#### TASK TO COMPLETE:
Resume the notes app feature description below, continuing after its final sentence.

#### PAGE TEXT:

────────────────

Details: PDF & images · Whiteboards
- Full-text search runs on a trigram index and updates on every keystroke,
staying fast into the tens of thousands of pages (numbers below). Results are
grouped by type — pages, PDFs, images, whiteboards — with filter chips, and
⌘Fsearches within the open page.
Details: Search
- More than one set of notes? Notebooks are self-contained data folders (a work set, a personal set, a folder in Dropbox) switched from a chip at the bottom of the sidebar or Settings → Notebooks; switching relaunches into the picked one.
- Notes live in one local SQLite file, with images and PDFs beside it. The whole database can be encrypted (SQLCipher, AES-256), with an unlock screen, optional keychain storage of the password, and an idle auto-lock.
- Importers exist for Obsidian (vault, links, properties, callouts, canvas boards) and Logseq (graph, whiteboards, PDF highlights); imports don't touch the source. And the way out is just as open: File → Export Notebook as Markdown writes the whole notebook as plain markdown + assets (whiteboards as JSON Canvas), readable by any other app.

────────────────

#### ENTRIES PROVIDED:

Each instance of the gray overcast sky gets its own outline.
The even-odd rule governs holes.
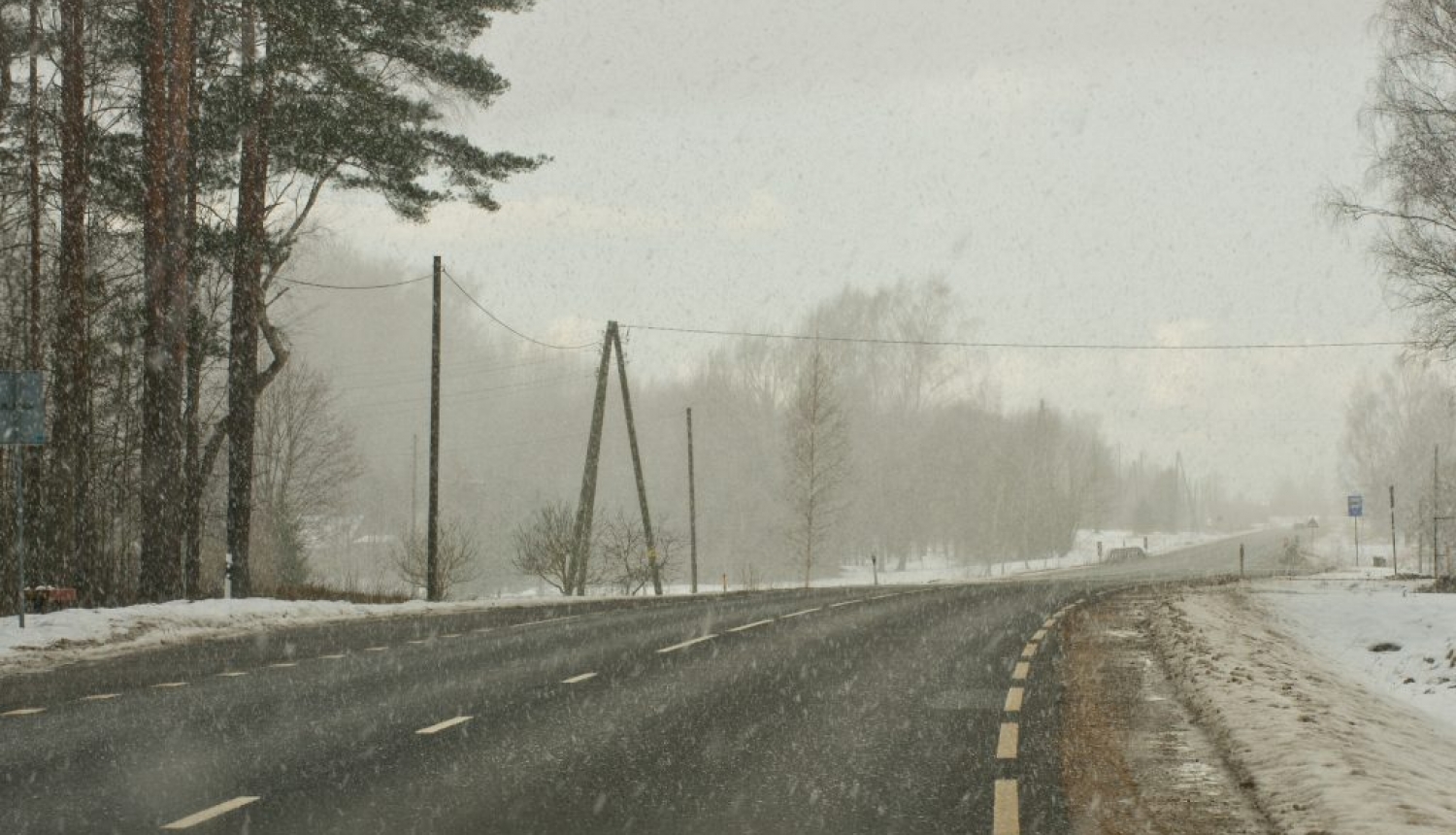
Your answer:
[[[844,284],[943,275],[1006,341],[1399,338],[1360,233],[1376,0],[540,0],[482,50],[467,130],[555,160],[427,226],[325,223],[453,273],[521,328],[788,325]],[[466,115],[462,111],[462,118]],[[683,347],[638,334],[673,373]],[[1393,351],[967,354],[1008,405],[1104,415],[1124,450],[1262,493],[1332,475],[1354,375]],[[1331,484],[1331,490],[1338,490]]]

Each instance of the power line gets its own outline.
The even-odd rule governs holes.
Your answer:
[[[472,296],[470,293],[467,293],[466,289],[462,287],[459,281],[456,281],[454,275],[451,275],[448,270],[446,270],[446,278],[450,278],[450,283],[454,284],[454,289],[459,290],[462,296],[464,296],[466,299],[469,299],[470,303],[476,306],[476,309],[479,309],[482,313],[485,313],[486,316],[489,316],[492,322],[495,322],[496,325],[499,325],[499,326],[505,328],[507,331],[515,334],[517,337],[526,340],[527,342],[531,342],[533,345],[540,345],[543,348],[552,348],[553,351],[581,351],[584,348],[594,348],[594,347],[597,347],[596,340],[593,340],[591,342],[584,342],[581,345],[555,345],[552,342],[543,342],[543,341],[540,341],[540,340],[537,340],[534,337],[527,337],[526,334],[523,334],[523,332],[517,331],[515,328],[507,325],[505,322],[501,321],[499,316],[496,316],[495,313],[492,313],[491,310],[488,310],[485,307],[485,305],[482,305],[480,302],[478,302],[475,296]]]
[[[300,287],[314,287],[319,290],[387,290],[390,287],[418,284],[421,281],[428,281],[430,278],[430,275],[421,275],[419,278],[405,278],[403,281],[390,281],[389,284],[320,284],[317,281],[304,281],[303,278],[280,278],[280,281],[297,284]]]
[[[716,331],[711,328],[674,328],[668,325],[629,325],[636,331],[690,334],[699,337],[747,337],[754,340],[794,340],[804,342],[855,342],[863,345],[909,345],[930,348],[1029,348],[1047,351],[1291,351],[1305,348],[1389,348],[1411,347],[1409,341],[1348,341],[1348,342],[1220,342],[1204,345],[1159,345],[1150,342],[971,342],[957,340],[891,340],[878,337],[820,337],[810,334],[776,334],[769,331]]]

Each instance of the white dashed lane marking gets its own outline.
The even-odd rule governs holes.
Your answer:
[[[693,644],[700,644],[703,641],[711,641],[711,640],[713,640],[718,635],[699,635],[696,638],[689,638],[689,640],[686,640],[686,641],[683,641],[680,644],[673,644],[671,647],[662,647],[657,653],[658,654],[662,654],[662,653],[676,653],[677,650],[686,650],[687,647],[690,647]]]
[[[425,736],[435,734],[435,733],[440,733],[441,730],[454,727],[457,724],[464,724],[464,723],[470,721],[472,718],[475,718],[475,717],[457,716],[454,718],[447,718],[444,721],[437,721],[435,724],[432,724],[430,727],[422,727],[422,729],[416,730],[415,733],[421,733],[421,734],[425,734]]]
[[[1015,780],[996,781],[992,835],[1021,835],[1021,799],[1016,793]]]
[[[167,823],[166,826],[163,826],[163,829],[191,829],[191,828],[197,826],[198,823],[207,823],[208,820],[217,818],[218,815],[227,815],[233,809],[242,809],[243,806],[248,806],[249,803],[256,803],[258,800],[262,800],[262,799],[261,797],[252,797],[252,796],[234,797],[234,799],[232,799],[232,800],[229,800],[226,803],[218,803],[217,806],[210,806],[210,807],[207,807],[207,809],[204,809],[201,812],[195,812],[192,815],[188,815],[186,818],[182,818],[181,820],[173,820],[172,823]]]
[[[769,618],[767,621],[754,621],[751,624],[744,624],[741,627],[734,627],[734,628],[725,630],[725,631],[728,631],[728,632],[745,632],[748,630],[756,630],[759,627],[767,627],[772,622],[773,622],[773,618]]]
[[[1006,713],[1021,713],[1021,701],[1024,698],[1026,698],[1024,688],[1010,688],[1006,691]]]

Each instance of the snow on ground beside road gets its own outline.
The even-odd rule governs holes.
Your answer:
[[[1456,733],[1456,595],[1415,593],[1424,581],[1254,583],[1259,603],[1342,678],[1411,704]],[[1388,570],[1383,570],[1388,571]],[[1372,647],[1386,644],[1383,651]]]
[[[594,596],[590,600],[612,600]],[[0,621],[0,673],[45,669],[198,638],[227,638],[285,627],[402,615],[469,612],[561,603],[561,597],[446,603],[348,603],[333,600],[172,600],[115,609],[66,609]]]
[[[1192,545],[1201,545],[1204,542],[1211,542],[1214,539],[1223,539],[1229,536],[1227,533],[1149,533],[1147,535],[1147,552],[1153,557],[1159,554],[1166,554],[1169,551],[1176,551],[1179,548],[1188,548]],[[919,560],[910,560],[904,571],[890,571],[885,565],[879,567],[879,583],[948,583],[948,581],[967,581],[967,580],[984,580],[997,577],[1013,577],[1016,574],[1029,574],[1034,571],[1051,571],[1056,568],[1076,568],[1079,565],[1092,565],[1098,562],[1096,545],[1102,544],[1104,554],[1112,548],[1124,548],[1136,545],[1142,548],[1143,535],[1133,533],[1131,530],[1077,530],[1076,541],[1063,557],[1047,557],[1042,560],[1010,560],[1002,562],[973,562],[962,564],[952,560],[943,554],[930,554]],[[891,560],[891,567],[895,565],[895,560]],[[826,586],[862,586],[872,581],[872,570],[866,565],[842,565],[840,576],[827,580]]]
[[[1443,646],[1456,609],[1373,586],[1383,583],[1190,589],[1150,618],[1171,676],[1281,831],[1456,832],[1456,724],[1389,683]],[[1356,647],[1388,637],[1415,653],[1357,659],[1372,653]]]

────────────────

#### OUTPUT FOR THIS EXERCISE:
- Appearance: built-in and JSON-file themes, light/dark/auto, any installed or imported font, and an adjustable text size.
Details: Password & encryption · Import your notes · Themes
Create a page named Templates and define snippets with !name headers — every
line under a !name (until the next !name) is that template's body:
!meeting
## Meeting {{date}}
- Attendees:
- Notes: {{cursor}}
!standup
- Yesterday:
- Today:
- Blockers:
Then type /meeting in any day or page to insert it. Placeholders expand on
insert: {{date}}, {{time}}, {{title}} (the current page/day), and
{{cursor}} (where the caret lands). Built-in Markdown commands live in
gpui-markdown as SNIPPETS.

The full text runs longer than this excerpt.